**Tasks**
#1 Repeat word for word the part of the passage about resigning from the Force that starts at "(2) La démission" and ends at "might be narrower.".
#2 Pick up the passage about resigning from the Force after its last sentence and continue it.

--- Text segment ---

30. (1) A member may voluntarily resign from the Force at any time by signifying an intention to do so in writing and, on acceptance of the resignation by the appropriate officer or, in the case of an officer, by the Commissioner for the Commissioner’s recommendation and forwarding to the Governor in Council, the resignation of the member or officer shall be final and irrevocable.

30. (1) Le membre peut, par un préavis écrit, démissionner volontairement de la Gendarmerie à tout moment. La démission du membre devient définitive et irrévocable dès son acceptation par l’officier compétent ou, dans le cas d’un officier, dès son acceptation par le commissaire pour recommandation et transmission au gouverneur en conseil.

(2) A resignation may be withdrawn prior to acceptance thereof by the Commissioner with the written approval of the member’s appropriate officer.

(2) La démission d’un membre peut, avec l’approbation écrite de l’officier compétent, être retirée avant d’être acceptée par le Commissaire.

[29]  It is clear from this provision that resignation is primarily a contractual concept, since it consists of an offer and acceptance of that offer. It follows that Deputy Commissioner Callens’s power to authorize Mr. Frémy to withdraw his resignation is not a strictly discretionary power, but rather one that is structured by the rules of common law allowing a resignation to be invalidated. This power therefore has significant legal content. As Justice Stratas of the Federal Court of Appeal noted:

. . . where the decision‑maker is considering a discretionary matter that has greater legal content, the range of possible, acceptable outcomes open to the decision‑maker might be narrower.

(Canada (Attorney General) v Abraham, 2012 FCA 266 at paragraph 45)

--- Listed entries ---

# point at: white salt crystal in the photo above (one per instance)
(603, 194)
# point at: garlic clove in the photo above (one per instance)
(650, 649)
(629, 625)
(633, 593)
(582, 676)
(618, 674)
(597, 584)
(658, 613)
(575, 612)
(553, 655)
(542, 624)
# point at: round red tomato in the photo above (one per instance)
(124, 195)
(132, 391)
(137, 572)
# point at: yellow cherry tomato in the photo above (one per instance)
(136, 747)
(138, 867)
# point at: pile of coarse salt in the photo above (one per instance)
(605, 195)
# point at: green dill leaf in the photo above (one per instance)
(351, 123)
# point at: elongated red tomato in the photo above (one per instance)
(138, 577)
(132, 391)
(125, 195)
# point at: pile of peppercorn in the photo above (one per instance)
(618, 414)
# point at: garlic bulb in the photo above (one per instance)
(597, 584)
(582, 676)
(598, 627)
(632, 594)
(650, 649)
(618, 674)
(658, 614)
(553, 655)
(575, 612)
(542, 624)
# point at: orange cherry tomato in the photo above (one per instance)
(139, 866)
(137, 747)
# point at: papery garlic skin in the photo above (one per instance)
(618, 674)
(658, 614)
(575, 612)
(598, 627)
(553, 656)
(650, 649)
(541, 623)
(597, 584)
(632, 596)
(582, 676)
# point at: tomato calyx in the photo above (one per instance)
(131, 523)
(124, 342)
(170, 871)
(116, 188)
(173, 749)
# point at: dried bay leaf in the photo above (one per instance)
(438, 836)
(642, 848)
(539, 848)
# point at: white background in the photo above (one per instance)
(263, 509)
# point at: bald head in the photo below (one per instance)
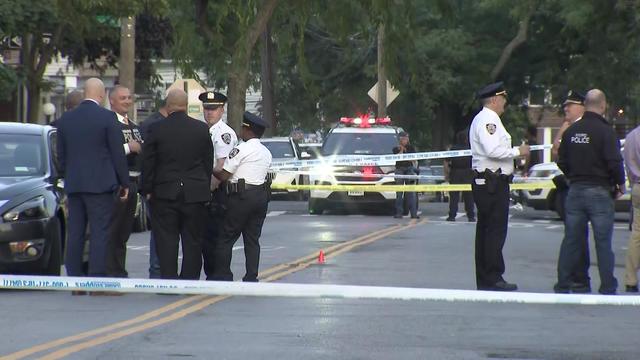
(177, 100)
(94, 89)
(595, 101)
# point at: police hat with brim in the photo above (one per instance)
(253, 121)
(490, 90)
(212, 99)
(574, 97)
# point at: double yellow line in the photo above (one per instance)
(190, 304)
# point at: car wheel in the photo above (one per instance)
(55, 252)
(315, 208)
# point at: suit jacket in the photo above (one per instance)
(90, 152)
(178, 157)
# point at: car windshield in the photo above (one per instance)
(359, 144)
(21, 155)
(279, 149)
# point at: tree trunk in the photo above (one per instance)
(268, 101)
(33, 108)
(239, 68)
(518, 40)
(238, 78)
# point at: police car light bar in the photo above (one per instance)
(365, 121)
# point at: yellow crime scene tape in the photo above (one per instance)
(408, 188)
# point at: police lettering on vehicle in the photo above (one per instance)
(580, 138)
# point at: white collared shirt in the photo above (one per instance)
(223, 138)
(250, 161)
(491, 143)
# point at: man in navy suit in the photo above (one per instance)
(94, 167)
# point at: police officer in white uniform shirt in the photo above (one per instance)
(246, 169)
(492, 161)
(224, 139)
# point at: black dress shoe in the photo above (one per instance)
(580, 288)
(504, 286)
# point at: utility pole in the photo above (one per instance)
(126, 64)
(268, 101)
(382, 76)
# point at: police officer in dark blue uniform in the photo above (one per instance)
(248, 197)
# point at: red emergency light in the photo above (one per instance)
(364, 121)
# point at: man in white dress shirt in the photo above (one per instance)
(246, 169)
(492, 162)
(224, 139)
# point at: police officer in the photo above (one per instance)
(573, 108)
(589, 156)
(246, 169)
(224, 139)
(492, 161)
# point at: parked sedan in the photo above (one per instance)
(32, 214)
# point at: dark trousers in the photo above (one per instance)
(461, 176)
(245, 215)
(411, 196)
(119, 232)
(580, 275)
(588, 203)
(154, 262)
(491, 230)
(96, 210)
(173, 220)
(215, 220)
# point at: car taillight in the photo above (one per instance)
(369, 171)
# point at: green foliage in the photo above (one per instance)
(8, 82)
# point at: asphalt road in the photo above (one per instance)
(430, 253)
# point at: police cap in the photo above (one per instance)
(490, 90)
(253, 121)
(212, 99)
(574, 97)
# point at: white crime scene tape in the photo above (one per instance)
(192, 287)
(379, 160)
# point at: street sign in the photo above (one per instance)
(392, 93)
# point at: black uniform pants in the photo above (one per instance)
(461, 176)
(215, 219)
(245, 215)
(119, 232)
(174, 220)
(492, 201)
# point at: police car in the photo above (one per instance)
(546, 199)
(285, 149)
(355, 136)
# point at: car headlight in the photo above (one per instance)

---

**Responses for each task**
#1
(2) La démission d’un membre peut, avec l’approbation écrite de l’officier compétent, être retirée avant d’être acceptée par le Commissaire.

[29]  It is clear from this provision that resignation is primarily a contractual concept, since it consists of an offer and acceptance of that offer. It follows that Deputy Commissioner Callens’s power to authorize Mr. Frémy to withdraw his resignation is not a strictly discretionary power, but rather one that is structured by the rules of common law allowing a resignation to be invalidated. This power therefore has significant legal content. As Justice Stratas of the Federal Court of Appeal noted:

. . . where the decision‑maker is considering a discretionary matter that has greater legal content, the range of possible, acceptable outcomes open to the decision‑maker might be narrower.

#2
[30]  It is true that a grievance adjudicator is not always required to apply common law concepts in exactly the same way as the courts (Nor‑Man at paragraph 54). However, in this case, I find it difficult to understand how a resignation that would be considered invalid under common law could still be upheld under the Act and Regulations.

C.  Voluntariness of a resignation under common law

[31]  A number of Canadian court decisions deal with situations where an employee alleges to have been forced to resign. The courts recognize that a resignation may be vitiated if, in reality, it was not given voluntarily. A decision by the Supreme Court of British Columbia summarizes the rule as follows: “When an employee is left with no choice but to resign or be fired, the resignation is not voluntary and a letter of resignation is tantamount to a dismissal” (Chan v Dencan Restaurants Inc., 2011 BCSC 1439 at paragraph 34 [Chan]; see also Deters v Prince Albert Fraser House Inc., 1991 CanLII 7933 (Sask CA) at paragraph 13; Ramsay v Terrace (City), 2014 BCSC 1292 [Ramsay]).

[32]  For example, in Chan, an employee had been subject to unjustified negative comments from his supervisor for a number of months, thus giving him the impression that they wanted to get rid of him. Following a particular incident, his supervisor told him to resign or he would be dismissed. The Court held that the resignation was involuntary. In Ramsay, without any forewarning, a municipal employee received an extremely negative evaluation and was immediately given the choice of resigning or being discharged. The Court held that the resignation was involuntary, especially since the employee had received little explanation for his negative evaluation.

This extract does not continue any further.